__DIRECTION__
Exactly repeat the full listing that follows.

[start of MATERIAL PROVIDED]

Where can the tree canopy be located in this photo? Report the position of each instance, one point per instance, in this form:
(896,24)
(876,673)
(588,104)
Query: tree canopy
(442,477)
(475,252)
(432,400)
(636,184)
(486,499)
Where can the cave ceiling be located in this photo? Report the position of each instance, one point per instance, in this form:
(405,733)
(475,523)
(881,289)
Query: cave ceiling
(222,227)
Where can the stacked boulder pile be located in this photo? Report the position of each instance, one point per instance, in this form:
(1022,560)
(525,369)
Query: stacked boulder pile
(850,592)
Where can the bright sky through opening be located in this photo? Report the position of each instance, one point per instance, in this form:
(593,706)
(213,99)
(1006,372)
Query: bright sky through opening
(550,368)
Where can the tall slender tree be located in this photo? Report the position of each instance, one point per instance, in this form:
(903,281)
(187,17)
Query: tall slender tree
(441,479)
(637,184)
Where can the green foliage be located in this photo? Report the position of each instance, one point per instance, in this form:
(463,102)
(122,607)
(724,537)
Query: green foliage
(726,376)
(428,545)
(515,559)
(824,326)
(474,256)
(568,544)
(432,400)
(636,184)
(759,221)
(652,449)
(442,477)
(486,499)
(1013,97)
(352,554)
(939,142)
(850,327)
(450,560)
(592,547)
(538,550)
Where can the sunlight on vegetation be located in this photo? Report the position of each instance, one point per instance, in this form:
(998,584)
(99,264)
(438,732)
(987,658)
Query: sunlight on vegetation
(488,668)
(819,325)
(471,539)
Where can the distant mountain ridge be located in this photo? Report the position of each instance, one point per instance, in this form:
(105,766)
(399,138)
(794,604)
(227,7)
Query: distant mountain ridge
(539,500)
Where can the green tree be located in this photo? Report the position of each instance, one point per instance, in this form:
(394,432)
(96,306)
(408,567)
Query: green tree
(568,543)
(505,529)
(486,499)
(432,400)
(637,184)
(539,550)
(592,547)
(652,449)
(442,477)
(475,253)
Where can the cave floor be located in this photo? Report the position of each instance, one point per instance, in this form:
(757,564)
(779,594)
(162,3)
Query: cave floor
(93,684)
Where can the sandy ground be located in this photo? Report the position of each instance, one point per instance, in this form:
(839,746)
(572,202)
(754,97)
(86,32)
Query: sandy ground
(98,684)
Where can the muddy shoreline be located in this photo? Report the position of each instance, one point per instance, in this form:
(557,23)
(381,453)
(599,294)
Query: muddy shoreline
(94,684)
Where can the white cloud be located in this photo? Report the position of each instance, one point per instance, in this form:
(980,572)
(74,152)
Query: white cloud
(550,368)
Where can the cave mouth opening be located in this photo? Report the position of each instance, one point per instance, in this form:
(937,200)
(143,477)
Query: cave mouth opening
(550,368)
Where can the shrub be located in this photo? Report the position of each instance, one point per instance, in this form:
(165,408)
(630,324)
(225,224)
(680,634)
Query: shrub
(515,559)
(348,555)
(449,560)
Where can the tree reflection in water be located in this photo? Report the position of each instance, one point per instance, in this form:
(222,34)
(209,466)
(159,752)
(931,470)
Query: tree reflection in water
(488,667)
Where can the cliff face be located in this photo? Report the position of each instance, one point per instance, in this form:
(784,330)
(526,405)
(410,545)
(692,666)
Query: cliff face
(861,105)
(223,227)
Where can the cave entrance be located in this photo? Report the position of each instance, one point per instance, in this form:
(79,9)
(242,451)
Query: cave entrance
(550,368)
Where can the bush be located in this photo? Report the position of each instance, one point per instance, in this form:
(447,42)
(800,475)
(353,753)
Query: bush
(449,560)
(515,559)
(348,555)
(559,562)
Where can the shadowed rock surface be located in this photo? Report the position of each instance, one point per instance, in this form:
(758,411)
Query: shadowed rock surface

[end of MATERIAL PROVIDED]

__TASK OUTPUT__
Where can the tree canopy be located in this photo? Report the position of each instance, one point per instance, in this form:
(896,24)
(876,673)
(588,104)
Query: tree canopy
(442,477)
(475,252)
(432,400)
(636,184)
(486,499)
Where can the cave ceiling be located in this photo? Report the position of each instance, one point per instance, in this form:
(405,733)
(475,523)
(881,289)
Query: cave ceiling
(222,227)
Where can the stacked boulder pile be located in this photo? Report the position of each instance, one point per instance, in this form:
(1022,560)
(525,369)
Query: stacked boulder pile
(850,592)
Where can the bright sky through opening be located in this photo? Report the position of each instance, one point per instance, in this form:
(593,706)
(213,99)
(1006,372)
Query: bright sky through opening
(550,368)
Where can the tall slender tree be located in this photo? Report the position of each instance, one point per instance, in this form:
(903,281)
(187,17)
Query: tall slender tree
(441,479)
(637,184)
Where can the green foliage be located in this photo? Report the position of each instance, one point per instance, in this form:
(463,102)
(122,607)
(724,537)
Query: green foliage
(726,376)
(428,545)
(515,559)
(824,326)
(474,256)
(568,544)
(432,400)
(636,184)
(759,221)
(652,449)
(442,477)
(486,499)
(1013,97)
(352,554)
(939,142)
(850,327)
(450,560)
(592,547)
(538,550)
Where can the sunlight on vegetation be located in this photo? Report the position of each instance, one point per instance, in this form:
(998,584)
(99,264)
(438,732)
(987,658)
Query: sunlight on vegetation
(488,668)
(819,325)
(471,539)
Where can the distant mountain ridge be located in this photo? Report the position of each instance, one point per instance, in this form:
(105,766)
(399,138)
(794,604)
(227,7)
Query: distant mountain ridge
(539,500)
Where can the green tree be located in this photo? Report the position of each instance, one point per instance, in this form:
(394,432)
(96,306)
(408,567)
Query: green tree
(568,543)
(505,529)
(486,499)
(432,400)
(637,184)
(539,550)
(592,547)
(652,449)
(442,477)
(475,253)
Where can the cave floor be located in this photo? Report the position of each instance, one point per instance, in this form:
(757,564)
(779,594)
(162,3)
Query: cave floor
(93,684)
Where can the sandy ground be located in this photo? Report the position of each instance, one point per instance, in this form:
(839,746)
(572,202)
(754,97)
(86,32)
Query: sandy ground
(98,684)
Where can the muddy shoreline be located in this photo? Report the position of each instance, one point per instance, in this form:
(557,23)
(381,453)
(599,294)
Query: muddy shoreline
(94,684)
Where can the white cloud be located in this photo? Report the position of each instance, one point per instance, in this form:
(980,572)
(74,152)
Query: white cloud
(550,368)
Where can the cave mouth opening be located in this photo? Report the position of each instance, one point per instance, in this form:
(937,200)
(143,477)
Query: cave mouth opening
(550,368)
Where can the shrub be located in this photo? Report the position of each instance, one point per instance, in this form:
(165,408)
(630,324)
(225,224)
(680,634)
Query: shrub
(515,559)
(348,555)
(449,560)
Where can the tree reflection in water be located in this photo? Report the position of each instance, one point per instance, in this form:
(222,34)
(209,466)
(159,752)
(931,470)
Query: tree reflection in water
(488,667)
Where can the cliff face be located in this photo? Report the position of each instance, one point per instance, in this form:
(784,330)
(526,405)
(410,545)
(692,666)
Query: cliff face
(861,105)
(223,227)
Where can the cave entrance be located in this photo? Report the position of each instance, one point per instance, in this form:
(79,9)
(242,451)
Query: cave entrance
(550,368)
Where can the bush be located in this photo? Report the position of each instance, one point per instance, in this form:
(447,42)
(800,475)
(353,753)
Query: bush
(449,560)
(515,559)
(348,555)
(559,562)
Where can the shadowed rock surface be located in this photo? Report the position of each instance, one point per instance, in this form:
(758,411)
Query: shadowed rock surface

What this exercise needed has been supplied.